**本文:**
──────────────────────────────

コレクションに集まるスーパーモデルの私服が大人気。メイクでは眉に注目が集まって、日本女性に眉を整えることが定着。1994年からの安室奈美恵さんブームもあって、流行に大きな方向性があり、みんな憧れの人と同じ顔になりたかった時代でもありました。モードな細眉に、白ピンクやベージュのNYブランドのリップ、ヌードカラーのリップペンシルがマストだったモードメイク全盛時です。

    1995年9月号

    みんなモデル眉にチェンジ

    モデル眉が続きます。海外情報がダイレクトに影響を与えた時代。顔も「外国人になりたい」という欲求が強くなりました。表紙で嶋田ちあきさんが使うM・A・Cのリップの問い合わせがすごかった。(モデル/梅宮アンナ 撮影/岡本尚文)

    1996年12月号

    表紙にもスーパーモデルが登場

    ついにスーパーモデルが表紙に登場。しかも撮影がパトリック・デマルシェリエ。みんな小顔になりたくて、スタイルも含めたトータルビューティへ興味が向かっていました。海外で撮影したため、メイクアップはMARIE-JOSEE LAFONTAINE、ヘアスタイリストはDIDIER MALIGE。(モデル/TRISH GOFF 撮影/PATRICK DEMARCHELIER)

    1997年11月号

    服はグレー、メイクの流行色は「くすみ色」。ひたすらかっこよく、洗練されたモードを目指し、眉は眼窩に沿った弓なりの細眉が定着。梨花さんのヘアメイクは太田年哉さん(maroon brand)。(モデル/梨花 撮影/海田俊二)

    1998年9月号

    スーパーモデルブームから身近なJJモデルに人気が移り、おしゃれ有名人が誌面に登場し始めて、流行の発信源に。MIU MIUの可愛いワンピースや靴が憧れでした。畑野浩子さんの表紙のヘアメイクはKoshinoさん(KiKi inc.)。(モデル/畑野浩子 撮影/萩庭桂太)

──────────────────────────────

未加工の記録:
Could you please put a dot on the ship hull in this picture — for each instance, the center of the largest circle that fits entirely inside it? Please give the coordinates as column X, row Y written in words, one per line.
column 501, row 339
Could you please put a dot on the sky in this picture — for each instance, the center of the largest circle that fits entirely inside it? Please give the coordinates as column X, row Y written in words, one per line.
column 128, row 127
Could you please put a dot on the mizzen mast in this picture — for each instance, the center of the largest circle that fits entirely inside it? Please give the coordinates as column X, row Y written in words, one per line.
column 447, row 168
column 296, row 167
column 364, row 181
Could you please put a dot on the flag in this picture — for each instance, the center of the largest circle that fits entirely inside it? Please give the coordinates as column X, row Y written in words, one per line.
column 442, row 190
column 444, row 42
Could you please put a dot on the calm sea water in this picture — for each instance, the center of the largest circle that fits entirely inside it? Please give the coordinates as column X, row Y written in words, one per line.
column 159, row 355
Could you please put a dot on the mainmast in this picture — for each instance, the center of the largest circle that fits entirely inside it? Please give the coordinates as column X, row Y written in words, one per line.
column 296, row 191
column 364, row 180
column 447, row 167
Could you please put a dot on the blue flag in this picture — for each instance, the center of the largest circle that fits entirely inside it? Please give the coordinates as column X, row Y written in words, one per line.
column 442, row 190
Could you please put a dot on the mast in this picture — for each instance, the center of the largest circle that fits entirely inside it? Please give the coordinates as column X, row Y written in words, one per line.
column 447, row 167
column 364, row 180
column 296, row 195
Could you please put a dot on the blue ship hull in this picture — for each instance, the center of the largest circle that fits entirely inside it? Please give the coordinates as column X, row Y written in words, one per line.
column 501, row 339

──────────────────────────────

**課題:**
a) メイクの流行をたどる文章によると、1996年12月号の表紙を撮影したのは誰か。
b) メイクの流行をたどる文章の続きを、最後の文のあとから書いてください。
記録はこの作業には関係しない。

**解答:**
a) パトリック・デマルシェリエ。

b)
    1998年10月号

    モデル4人のヘアメイクは山本浩未さん。ロマ系、シンプルズ、コンサバ、ゴージャス系、サバOL、とんがりOLと百花繚乱的時代。メイクの人気カラーはボルドーになりましたが、眉は変わらずモードなモデル眉のまま。(モデル/真山景子、金子絵里、田波涼子、 小畑由香里 撮影/萩庭桂太)

    1999年1月号

    細眉にベージュピンクのリップ

    世の中はギャルブーム、でもJJはあくまでもモードやエレガンスを追求。ヘアは暗めブラウンが主流になり、細眉のまま茶眉に変化しました。大人気だった2人のヘアメイクはKoshinoさん(KiKi inc.)。(モデル/梅宮アンナ、梨花 撮影/設楽茂男)

    1999年3月号

    関西、名古屋からまつ毛パーマが流行し、まつ毛の存在感が重要になってきました。高校生が来ないブティック企画など、あくまでも大学生・OLのための雑誌であることが鮮明に。アンナさんとヘアメイク Koshinoさん(KiKi inc.) の表紙コンビは人気でした。(モデル/梅宮アンナ 撮影/設楽茂男)

    1999年6月号

    リーズナブルな可愛い服にブランド小物をコーディネートするスタイルに。プチプラコスメが表舞台に出て、みんなの必需品は繊維入りマスカラ。眉は薄めブラウンに。高垣麗子さんのヘアメイクは斎藤誠さん。(モデル/高垣麗子 撮影/江口博彦)

    2000年10月号

    「可愛いゴージャス=可愛ゴー」ブーム。浜崎あゆみさん人気で、目はとにかく大きくしたい「デカ目」ブームの到来。表紙のキュートなヘアメイクは黒田啓蔵さん(NEST+Allure)。(モデル/小畑由香里、高垣麗子 撮影/三枝崎貴士)

Trend4

2000年~2007年

目ヂカラ強めのモテOLは
「愛され眉」

「モテメイク」や「愛されメイク」にシフトし、「身近な日本人モデル→もっと身近な読者モデル」が流行の発信源になります。「デカ目」や「モテ」など日本独自の流行、他人目線の自分を演出するメイクへの支持もありました。ここまでの『JJ』の歴史は、現在のSTORY世代が毎日をとても楽しんでキラキラしていた時期と重なります。今のSTORY世代が輝きを失わないのは、この時代の経験があるからこそなのです。

    2000年11月号

    モテメイクの始まり

    20世紀の終わりにJJの原点・読者大調査号。「ゆかりバングス」流行で前髪必須になったため眉もバランスを考えた細さ、角度、カラーを考えるようになりましヘアメイクした3人は身近な憧れの対象でした。(モデル/真山景子、畑野浩子、田波涼子 撮影/赤尾昌則)

    2001年11月号

    この頃から「茶太眉」にシフト。周囲の目を考えた〝モテメイク〟が本格的に始まりました。でも、藤原美智子さん(ラ・ドンナ)のメイクは上品さを忘れません。眉を太めにしたぶん、ブラウンの眉マスカラで明るく。(モデル/小畑由香里 撮影/西出健太郎)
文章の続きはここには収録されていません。